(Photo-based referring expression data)

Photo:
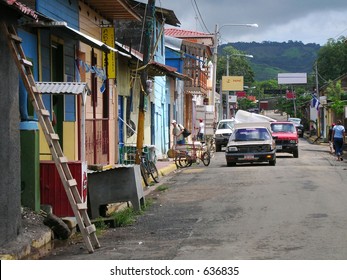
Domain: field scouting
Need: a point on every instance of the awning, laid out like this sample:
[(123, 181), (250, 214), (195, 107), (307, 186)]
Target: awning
[(114, 9), (62, 27), (157, 69), (92, 41), (63, 88)]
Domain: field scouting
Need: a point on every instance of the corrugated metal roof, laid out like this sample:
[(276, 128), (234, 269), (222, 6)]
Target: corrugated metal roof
[(62, 87), (114, 9), (181, 33)]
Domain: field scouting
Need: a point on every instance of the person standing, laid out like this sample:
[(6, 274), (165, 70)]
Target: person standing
[(339, 139), (201, 130), (178, 133)]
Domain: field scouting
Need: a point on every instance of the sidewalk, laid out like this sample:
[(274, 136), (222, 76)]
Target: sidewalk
[(36, 235), (315, 140)]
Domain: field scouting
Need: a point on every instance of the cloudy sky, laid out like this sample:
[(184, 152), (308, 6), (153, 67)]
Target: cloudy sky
[(309, 21)]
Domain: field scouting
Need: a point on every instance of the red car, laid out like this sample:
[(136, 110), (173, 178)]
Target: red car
[(287, 138)]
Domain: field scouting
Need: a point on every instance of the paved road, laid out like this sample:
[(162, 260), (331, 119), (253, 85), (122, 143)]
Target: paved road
[(294, 210)]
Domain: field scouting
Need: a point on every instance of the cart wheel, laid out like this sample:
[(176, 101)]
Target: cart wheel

# EXERCISE OBJECTIVE:
In how many lines of the entries does "point" appear? Reply with only the number.

# WRITTEN RESPONSE:
8